TASK REQUIREMENTS
Pick out every line in the data below that contains the word "hair", and copy each one.

TASK INPUTS
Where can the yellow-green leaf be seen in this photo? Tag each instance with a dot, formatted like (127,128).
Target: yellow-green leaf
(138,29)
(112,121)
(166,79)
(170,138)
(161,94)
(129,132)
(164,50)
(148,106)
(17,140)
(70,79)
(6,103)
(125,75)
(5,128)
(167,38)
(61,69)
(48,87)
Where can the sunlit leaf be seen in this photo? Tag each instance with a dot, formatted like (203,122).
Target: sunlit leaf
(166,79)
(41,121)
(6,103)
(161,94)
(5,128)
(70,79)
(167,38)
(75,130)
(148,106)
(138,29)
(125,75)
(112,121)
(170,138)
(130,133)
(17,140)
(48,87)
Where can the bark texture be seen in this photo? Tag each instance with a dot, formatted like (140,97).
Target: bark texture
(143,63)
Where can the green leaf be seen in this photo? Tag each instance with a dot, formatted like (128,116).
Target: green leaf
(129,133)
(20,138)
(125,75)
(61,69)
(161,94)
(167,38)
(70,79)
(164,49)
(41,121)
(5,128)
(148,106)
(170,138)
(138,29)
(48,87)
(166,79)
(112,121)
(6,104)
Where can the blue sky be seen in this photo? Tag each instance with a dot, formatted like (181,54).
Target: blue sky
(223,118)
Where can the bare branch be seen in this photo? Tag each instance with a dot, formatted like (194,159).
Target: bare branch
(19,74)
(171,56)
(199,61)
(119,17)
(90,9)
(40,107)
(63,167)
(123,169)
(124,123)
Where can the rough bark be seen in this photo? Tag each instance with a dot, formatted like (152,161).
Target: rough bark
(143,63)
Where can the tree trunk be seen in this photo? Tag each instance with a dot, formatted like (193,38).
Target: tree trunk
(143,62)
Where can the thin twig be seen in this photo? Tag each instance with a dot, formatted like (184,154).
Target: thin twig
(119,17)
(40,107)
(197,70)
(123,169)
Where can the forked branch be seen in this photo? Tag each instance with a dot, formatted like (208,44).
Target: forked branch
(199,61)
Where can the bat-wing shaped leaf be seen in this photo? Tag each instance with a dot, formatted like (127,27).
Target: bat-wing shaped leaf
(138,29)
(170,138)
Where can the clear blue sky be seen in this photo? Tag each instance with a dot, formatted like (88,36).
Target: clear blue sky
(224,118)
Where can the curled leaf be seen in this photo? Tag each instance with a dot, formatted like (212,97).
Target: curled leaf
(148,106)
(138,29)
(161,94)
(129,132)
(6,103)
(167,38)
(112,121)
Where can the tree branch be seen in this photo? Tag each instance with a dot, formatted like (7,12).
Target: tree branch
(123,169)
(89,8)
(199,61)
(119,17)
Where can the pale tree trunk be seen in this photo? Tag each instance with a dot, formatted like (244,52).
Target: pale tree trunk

==

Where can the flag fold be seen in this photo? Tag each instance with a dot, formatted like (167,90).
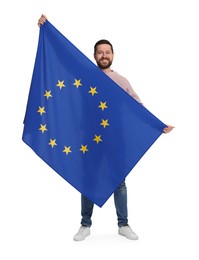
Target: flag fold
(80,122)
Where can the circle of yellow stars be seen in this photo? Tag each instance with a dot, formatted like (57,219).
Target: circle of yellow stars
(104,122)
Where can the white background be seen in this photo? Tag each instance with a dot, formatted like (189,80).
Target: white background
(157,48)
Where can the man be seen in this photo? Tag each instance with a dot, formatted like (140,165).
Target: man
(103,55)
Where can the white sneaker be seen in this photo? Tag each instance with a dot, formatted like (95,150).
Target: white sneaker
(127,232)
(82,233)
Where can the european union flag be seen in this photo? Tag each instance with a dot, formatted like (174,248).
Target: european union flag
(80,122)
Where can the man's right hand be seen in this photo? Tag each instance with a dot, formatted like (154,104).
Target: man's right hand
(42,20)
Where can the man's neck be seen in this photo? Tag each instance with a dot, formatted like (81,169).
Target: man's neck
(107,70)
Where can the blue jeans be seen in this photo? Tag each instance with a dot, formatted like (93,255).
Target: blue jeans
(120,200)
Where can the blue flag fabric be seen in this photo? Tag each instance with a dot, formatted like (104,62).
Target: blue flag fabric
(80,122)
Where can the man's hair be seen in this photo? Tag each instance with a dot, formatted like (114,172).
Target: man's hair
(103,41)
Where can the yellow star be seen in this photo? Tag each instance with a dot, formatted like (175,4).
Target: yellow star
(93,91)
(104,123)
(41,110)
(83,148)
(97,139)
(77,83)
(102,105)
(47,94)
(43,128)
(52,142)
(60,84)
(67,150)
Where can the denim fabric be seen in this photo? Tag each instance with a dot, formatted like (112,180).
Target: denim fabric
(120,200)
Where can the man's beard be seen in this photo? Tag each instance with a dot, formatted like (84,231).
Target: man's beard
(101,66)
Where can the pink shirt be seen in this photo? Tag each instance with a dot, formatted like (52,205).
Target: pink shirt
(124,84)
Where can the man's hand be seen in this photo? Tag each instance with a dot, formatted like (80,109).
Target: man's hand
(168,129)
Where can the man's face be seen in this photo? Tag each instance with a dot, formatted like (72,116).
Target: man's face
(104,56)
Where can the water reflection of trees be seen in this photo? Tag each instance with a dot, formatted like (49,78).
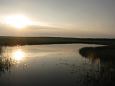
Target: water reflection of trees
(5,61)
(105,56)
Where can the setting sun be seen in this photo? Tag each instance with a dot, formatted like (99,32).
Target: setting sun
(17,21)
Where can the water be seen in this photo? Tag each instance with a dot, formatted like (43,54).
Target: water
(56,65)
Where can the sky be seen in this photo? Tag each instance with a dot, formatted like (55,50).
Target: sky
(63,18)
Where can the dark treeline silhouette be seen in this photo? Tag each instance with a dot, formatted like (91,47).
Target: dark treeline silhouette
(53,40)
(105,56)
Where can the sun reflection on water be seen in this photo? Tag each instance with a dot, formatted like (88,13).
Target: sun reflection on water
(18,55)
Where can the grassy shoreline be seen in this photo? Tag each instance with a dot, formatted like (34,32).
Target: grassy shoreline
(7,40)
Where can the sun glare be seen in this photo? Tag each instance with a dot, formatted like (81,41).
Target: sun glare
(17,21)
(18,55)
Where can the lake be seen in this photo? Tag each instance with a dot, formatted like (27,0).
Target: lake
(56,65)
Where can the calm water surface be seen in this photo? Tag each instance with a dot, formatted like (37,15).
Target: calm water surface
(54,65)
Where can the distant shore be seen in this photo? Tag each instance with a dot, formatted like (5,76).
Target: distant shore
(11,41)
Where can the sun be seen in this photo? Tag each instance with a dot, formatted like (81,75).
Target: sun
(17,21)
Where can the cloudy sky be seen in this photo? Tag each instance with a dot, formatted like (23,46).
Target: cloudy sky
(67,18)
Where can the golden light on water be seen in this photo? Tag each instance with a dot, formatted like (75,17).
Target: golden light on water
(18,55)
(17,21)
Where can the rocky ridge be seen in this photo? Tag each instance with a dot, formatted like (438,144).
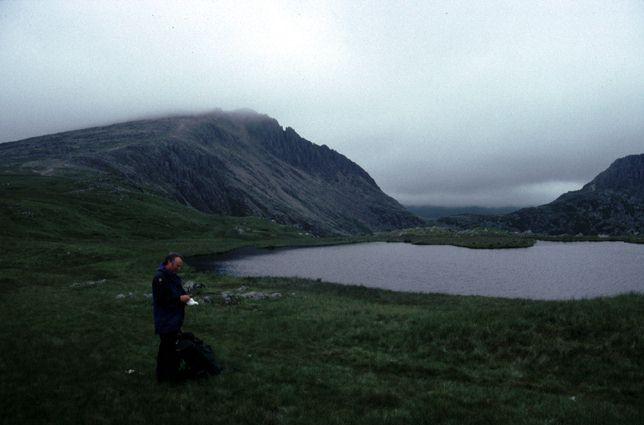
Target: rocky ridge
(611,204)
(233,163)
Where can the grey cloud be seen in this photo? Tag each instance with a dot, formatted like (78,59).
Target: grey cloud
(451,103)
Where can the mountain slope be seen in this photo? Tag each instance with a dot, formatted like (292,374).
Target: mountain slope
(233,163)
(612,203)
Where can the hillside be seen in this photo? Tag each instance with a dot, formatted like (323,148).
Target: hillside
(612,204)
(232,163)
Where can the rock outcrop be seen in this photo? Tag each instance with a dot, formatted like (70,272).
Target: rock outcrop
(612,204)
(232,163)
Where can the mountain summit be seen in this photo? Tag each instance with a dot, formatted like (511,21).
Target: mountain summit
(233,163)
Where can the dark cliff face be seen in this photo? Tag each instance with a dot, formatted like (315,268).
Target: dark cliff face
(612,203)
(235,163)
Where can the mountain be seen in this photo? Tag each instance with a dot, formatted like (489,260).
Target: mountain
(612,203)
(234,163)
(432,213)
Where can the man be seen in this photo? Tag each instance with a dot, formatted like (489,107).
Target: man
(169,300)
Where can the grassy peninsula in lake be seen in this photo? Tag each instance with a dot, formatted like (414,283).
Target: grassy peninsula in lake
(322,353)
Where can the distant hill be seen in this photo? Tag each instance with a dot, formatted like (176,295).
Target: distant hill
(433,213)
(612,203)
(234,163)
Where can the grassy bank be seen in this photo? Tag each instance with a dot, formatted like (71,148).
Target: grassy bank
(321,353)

WRITTEN SOLUTION
Where can the man's hair be seen in this photo? Tag each instance with a dot, formatted like (114,172).
Target: man's hair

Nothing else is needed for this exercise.